#### Task to carry out
Let your answer be the line containing "sofa? Mark that spot." and every line below it to the end of the records, copied exactly.

#### Data listing
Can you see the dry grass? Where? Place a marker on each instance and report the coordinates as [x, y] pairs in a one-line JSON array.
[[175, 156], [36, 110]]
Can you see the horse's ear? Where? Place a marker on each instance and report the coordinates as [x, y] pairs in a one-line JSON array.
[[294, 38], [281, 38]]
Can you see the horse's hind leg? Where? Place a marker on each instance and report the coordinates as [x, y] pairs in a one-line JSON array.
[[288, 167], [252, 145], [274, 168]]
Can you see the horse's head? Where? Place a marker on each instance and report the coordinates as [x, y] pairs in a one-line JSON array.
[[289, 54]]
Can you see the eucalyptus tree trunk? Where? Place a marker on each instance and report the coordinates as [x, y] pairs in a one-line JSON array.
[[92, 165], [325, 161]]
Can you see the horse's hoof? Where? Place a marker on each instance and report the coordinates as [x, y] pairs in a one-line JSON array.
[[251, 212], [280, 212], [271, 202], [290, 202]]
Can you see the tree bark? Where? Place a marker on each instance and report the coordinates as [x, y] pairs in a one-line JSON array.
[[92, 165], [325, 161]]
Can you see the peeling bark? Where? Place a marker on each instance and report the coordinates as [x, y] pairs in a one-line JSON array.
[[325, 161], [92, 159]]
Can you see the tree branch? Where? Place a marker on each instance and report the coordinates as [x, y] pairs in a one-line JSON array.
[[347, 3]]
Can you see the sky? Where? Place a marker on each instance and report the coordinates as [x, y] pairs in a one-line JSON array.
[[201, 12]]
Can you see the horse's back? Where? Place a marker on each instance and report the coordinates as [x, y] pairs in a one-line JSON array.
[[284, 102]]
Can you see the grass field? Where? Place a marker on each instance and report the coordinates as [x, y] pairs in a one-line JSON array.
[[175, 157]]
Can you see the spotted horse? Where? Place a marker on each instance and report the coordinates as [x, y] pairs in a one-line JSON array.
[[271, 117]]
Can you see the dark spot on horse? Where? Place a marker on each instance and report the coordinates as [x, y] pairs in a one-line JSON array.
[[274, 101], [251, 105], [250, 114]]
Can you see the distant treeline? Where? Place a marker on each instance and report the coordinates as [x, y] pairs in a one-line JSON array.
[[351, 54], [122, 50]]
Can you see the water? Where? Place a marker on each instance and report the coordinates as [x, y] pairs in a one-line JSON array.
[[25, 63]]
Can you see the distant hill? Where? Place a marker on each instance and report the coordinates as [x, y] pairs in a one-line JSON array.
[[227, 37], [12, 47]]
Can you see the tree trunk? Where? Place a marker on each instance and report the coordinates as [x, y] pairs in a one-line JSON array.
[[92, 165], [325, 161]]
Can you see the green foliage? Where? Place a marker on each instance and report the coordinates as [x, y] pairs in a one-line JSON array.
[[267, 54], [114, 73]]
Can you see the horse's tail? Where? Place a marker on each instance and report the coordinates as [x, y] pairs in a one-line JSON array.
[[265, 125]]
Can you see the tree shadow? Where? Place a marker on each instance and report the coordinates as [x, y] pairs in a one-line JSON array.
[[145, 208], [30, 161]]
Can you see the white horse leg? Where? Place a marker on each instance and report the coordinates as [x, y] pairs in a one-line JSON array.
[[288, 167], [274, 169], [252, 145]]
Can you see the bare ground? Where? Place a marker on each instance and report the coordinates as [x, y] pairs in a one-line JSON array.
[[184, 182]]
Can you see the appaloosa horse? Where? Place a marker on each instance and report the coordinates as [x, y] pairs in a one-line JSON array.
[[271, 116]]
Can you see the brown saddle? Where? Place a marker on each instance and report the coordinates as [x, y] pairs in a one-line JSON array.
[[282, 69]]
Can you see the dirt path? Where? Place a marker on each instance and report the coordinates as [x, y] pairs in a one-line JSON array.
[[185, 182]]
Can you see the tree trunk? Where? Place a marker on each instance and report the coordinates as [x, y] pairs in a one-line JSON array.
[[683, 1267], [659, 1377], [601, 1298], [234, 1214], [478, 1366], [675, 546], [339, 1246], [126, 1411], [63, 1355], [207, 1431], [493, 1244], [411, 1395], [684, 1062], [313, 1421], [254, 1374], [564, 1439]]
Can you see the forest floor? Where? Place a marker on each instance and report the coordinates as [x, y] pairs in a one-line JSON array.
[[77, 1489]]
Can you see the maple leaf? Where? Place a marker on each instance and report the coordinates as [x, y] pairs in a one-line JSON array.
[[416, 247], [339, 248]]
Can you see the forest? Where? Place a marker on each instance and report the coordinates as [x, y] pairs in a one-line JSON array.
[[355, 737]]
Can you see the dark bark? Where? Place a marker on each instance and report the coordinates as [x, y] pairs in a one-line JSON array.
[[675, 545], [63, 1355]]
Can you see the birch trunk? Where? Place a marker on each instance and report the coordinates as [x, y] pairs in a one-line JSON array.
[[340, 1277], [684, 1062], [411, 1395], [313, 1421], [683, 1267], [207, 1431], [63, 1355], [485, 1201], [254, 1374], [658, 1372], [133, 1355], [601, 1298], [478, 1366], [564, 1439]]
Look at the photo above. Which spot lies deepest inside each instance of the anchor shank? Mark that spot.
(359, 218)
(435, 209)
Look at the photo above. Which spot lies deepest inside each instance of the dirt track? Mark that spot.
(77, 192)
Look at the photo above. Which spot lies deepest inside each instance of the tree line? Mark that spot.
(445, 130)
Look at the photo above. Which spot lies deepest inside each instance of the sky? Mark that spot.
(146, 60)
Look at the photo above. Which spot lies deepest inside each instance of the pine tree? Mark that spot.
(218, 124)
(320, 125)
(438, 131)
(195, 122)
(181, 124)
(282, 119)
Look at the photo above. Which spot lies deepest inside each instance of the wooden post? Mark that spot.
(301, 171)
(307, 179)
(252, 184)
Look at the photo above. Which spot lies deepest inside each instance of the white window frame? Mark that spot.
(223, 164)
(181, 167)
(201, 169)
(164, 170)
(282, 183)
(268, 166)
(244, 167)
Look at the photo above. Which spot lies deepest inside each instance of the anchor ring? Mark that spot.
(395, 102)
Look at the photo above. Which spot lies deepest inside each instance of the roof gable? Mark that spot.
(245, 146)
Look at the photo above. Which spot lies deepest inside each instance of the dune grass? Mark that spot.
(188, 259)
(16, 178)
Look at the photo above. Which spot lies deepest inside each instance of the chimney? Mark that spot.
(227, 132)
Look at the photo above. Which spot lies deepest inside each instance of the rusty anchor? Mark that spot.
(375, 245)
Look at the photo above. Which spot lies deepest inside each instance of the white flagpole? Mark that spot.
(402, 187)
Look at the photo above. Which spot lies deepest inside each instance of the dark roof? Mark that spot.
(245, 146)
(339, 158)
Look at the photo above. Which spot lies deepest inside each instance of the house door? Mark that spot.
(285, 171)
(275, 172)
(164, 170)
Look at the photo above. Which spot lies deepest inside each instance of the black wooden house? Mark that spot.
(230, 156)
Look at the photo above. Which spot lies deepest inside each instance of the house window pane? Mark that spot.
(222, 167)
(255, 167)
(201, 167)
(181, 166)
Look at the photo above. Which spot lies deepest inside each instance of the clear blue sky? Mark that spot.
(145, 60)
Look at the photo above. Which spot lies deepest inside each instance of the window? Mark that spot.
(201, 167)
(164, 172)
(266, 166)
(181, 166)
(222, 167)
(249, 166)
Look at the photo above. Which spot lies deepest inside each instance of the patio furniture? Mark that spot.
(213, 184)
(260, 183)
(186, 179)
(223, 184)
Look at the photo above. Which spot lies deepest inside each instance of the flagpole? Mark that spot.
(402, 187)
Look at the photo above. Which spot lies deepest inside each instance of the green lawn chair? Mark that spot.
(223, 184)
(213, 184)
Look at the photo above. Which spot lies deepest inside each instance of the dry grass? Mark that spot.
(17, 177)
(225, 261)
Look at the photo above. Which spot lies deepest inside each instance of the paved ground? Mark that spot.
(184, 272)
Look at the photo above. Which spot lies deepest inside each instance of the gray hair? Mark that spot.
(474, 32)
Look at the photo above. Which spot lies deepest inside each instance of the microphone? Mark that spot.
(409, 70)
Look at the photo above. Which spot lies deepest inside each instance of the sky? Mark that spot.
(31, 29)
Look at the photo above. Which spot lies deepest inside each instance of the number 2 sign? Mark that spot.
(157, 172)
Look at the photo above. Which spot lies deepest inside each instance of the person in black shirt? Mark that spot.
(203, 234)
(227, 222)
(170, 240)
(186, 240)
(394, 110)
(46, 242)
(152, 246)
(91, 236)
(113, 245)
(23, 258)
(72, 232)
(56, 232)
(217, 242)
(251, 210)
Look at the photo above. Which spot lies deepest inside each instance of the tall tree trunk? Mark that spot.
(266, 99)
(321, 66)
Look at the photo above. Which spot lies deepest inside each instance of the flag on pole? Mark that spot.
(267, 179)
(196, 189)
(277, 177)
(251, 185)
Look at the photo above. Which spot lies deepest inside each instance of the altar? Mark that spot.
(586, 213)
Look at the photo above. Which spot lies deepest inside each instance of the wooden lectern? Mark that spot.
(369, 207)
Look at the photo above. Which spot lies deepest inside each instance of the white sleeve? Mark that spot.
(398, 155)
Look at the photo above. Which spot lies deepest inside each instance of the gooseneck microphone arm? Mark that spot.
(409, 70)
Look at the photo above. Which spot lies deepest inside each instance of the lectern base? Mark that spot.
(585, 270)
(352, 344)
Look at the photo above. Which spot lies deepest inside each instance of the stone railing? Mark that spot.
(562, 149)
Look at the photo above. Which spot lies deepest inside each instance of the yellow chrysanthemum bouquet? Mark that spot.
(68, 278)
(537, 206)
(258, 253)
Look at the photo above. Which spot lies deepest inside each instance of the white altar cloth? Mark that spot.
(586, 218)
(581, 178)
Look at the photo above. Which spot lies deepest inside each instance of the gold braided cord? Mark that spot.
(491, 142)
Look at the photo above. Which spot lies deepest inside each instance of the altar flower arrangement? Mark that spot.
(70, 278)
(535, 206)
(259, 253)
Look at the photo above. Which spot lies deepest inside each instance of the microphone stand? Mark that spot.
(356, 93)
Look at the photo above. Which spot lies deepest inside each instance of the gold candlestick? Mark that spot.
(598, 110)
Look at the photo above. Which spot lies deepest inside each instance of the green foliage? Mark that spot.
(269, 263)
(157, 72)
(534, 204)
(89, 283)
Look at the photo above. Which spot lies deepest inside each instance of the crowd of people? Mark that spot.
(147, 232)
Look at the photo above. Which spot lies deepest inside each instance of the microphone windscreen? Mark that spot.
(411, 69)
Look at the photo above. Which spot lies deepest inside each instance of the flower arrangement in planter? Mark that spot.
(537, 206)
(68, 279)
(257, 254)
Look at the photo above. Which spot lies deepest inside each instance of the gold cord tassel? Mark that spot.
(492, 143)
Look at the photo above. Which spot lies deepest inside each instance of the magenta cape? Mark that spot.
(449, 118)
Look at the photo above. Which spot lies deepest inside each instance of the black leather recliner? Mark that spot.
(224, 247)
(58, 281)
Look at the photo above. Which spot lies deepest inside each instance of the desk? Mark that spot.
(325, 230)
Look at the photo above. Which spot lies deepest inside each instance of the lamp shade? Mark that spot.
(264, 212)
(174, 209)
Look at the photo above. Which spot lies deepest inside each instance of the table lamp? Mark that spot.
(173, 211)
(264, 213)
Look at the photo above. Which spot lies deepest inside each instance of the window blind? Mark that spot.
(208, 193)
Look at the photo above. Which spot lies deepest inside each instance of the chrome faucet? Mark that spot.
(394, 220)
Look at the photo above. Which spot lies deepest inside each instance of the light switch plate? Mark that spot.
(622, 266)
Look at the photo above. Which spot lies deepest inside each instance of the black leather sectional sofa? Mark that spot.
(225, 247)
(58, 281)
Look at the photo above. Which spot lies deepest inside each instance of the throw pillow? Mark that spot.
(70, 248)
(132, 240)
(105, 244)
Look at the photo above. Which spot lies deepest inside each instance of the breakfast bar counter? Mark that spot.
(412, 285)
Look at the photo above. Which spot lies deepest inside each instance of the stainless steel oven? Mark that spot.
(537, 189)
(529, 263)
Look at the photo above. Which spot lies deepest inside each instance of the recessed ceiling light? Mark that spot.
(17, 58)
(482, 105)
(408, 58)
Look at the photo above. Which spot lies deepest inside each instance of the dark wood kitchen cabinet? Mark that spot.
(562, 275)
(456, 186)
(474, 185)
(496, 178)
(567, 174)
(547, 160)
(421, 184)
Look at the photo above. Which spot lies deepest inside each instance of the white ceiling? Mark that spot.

#### Exercise solution
Look at the photo above. Which spot lies deepest inside each instance of the black leather sectional sofa? Mark that spot.
(225, 247)
(58, 281)
Look at the photo above. Which spot lies deepest inside each instance of the throw pillow? Mark that spot.
(70, 248)
(132, 240)
(105, 244)
Look at the photo above. Which spot lies deepest inside each instance of the breakfast bar counter? Mark that spot.
(412, 285)
Look at the photo above. Which spot lies deepest inside each instance of the stainless steel oven? Mark that spot.
(537, 189)
(529, 263)
Look at the photo above. Which spot lies deepest inside each instance of the recessed ceiling light? Mark that spot.
(17, 58)
(482, 105)
(408, 58)
Look at the photo above. Which spot lies deepest inside each instance of the dark wood kitchen cabinet? Mark that spot.
(562, 275)
(456, 186)
(474, 185)
(496, 178)
(567, 174)
(547, 160)
(421, 184)
Look at the photo above. Which spot lies deepest inside each instance of the white ceiling? Mark that spot.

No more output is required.